Data entries:
* START *
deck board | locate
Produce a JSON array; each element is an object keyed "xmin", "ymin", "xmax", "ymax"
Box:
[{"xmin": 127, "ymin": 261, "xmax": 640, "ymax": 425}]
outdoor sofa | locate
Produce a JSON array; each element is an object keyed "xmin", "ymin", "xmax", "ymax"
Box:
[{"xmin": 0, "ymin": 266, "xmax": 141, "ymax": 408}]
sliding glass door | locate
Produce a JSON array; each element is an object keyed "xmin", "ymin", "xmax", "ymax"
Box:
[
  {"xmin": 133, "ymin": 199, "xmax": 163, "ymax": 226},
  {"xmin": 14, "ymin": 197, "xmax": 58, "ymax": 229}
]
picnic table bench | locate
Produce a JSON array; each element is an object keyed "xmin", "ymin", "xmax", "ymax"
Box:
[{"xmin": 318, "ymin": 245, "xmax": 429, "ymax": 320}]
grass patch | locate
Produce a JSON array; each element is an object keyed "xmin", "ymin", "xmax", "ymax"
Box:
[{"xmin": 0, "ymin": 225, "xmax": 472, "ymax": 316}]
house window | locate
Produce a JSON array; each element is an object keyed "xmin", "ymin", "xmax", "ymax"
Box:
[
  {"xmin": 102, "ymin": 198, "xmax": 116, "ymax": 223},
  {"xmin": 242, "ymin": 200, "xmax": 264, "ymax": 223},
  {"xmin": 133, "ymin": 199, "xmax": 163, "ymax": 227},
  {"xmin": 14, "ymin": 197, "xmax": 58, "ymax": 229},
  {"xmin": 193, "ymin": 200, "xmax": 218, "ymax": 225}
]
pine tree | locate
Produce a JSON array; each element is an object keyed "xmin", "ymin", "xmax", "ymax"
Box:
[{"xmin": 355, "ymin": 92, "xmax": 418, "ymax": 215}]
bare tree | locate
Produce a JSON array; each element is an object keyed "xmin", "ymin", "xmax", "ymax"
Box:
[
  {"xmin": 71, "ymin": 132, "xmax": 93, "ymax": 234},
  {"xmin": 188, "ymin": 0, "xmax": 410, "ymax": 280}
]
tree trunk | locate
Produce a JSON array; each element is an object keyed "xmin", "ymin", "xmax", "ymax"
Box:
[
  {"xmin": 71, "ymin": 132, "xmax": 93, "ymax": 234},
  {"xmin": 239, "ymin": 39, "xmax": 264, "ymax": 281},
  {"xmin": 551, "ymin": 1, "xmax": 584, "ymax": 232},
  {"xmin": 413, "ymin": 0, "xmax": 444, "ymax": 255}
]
* END *
Rewrite the lines above, changing "locate" to "find" everywhere it occurs and leaving the rest untouched.

deck board | find
Produce a JSON array; each element is an object keyed "xmin", "ymin", "xmax", "ymax"
Box:
[{"xmin": 127, "ymin": 261, "xmax": 640, "ymax": 425}]
outdoor sofa | find
Produce a JSON array; each element is an object keyed "xmin", "ymin", "xmax", "ymax"
Box:
[{"xmin": 0, "ymin": 266, "xmax": 141, "ymax": 408}]
sliding glass door | find
Produce a JSON array; each element is an object keyed "xmin", "ymin", "xmax", "ymax"
Box:
[
  {"xmin": 133, "ymin": 199, "xmax": 163, "ymax": 226},
  {"xmin": 14, "ymin": 197, "xmax": 58, "ymax": 229}
]
picnic table bench | find
Produce a JSON array; each element is an object keyed "xmin", "ymin", "xmax", "ymax"
Box:
[{"xmin": 318, "ymin": 245, "xmax": 429, "ymax": 320}]
grass patch | find
Produce a JSON array; each element is an object keyed "xmin", "ymin", "xmax", "ymax"
Box:
[{"xmin": 0, "ymin": 225, "xmax": 472, "ymax": 316}]
house window | find
Produce a JSON array; each element is an object keyed "xmin", "ymin", "xmax", "ymax"
Box:
[
  {"xmin": 102, "ymin": 198, "xmax": 116, "ymax": 223},
  {"xmin": 242, "ymin": 200, "xmax": 264, "ymax": 223},
  {"xmin": 133, "ymin": 199, "xmax": 163, "ymax": 227},
  {"xmin": 14, "ymin": 197, "xmax": 58, "ymax": 229},
  {"xmin": 193, "ymin": 200, "xmax": 218, "ymax": 225}
]
pine tree | find
Produce a JSON array; each element is an object keyed "xmin", "ymin", "xmax", "ymax"
Box:
[{"xmin": 355, "ymin": 92, "xmax": 418, "ymax": 215}]
bare tree | find
Produce a JSON array; each element is an object keyed "xmin", "ymin", "xmax", "ymax"
Box:
[
  {"xmin": 71, "ymin": 132, "xmax": 93, "ymax": 234},
  {"xmin": 188, "ymin": 0, "xmax": 410, "ymax": 280}
]
tree trunk | find
Produce a JSON array; each element is an object keyed "xmin", "ymin", "xmax", "ymax"
Box:
[
  {"xmin": 71, "ymin": 132, "xmax": 93, "ymax": 234},
  {"xmin": 239, "ymin": 39, "xmax": 264, "ymax": 281},
  {"xmin": 551, "ymin": 1, "xmax": 584, "ymax": 232},
  {"xmin": 413, "ymin": 0, "xmax": 444, "ymax": 255}
]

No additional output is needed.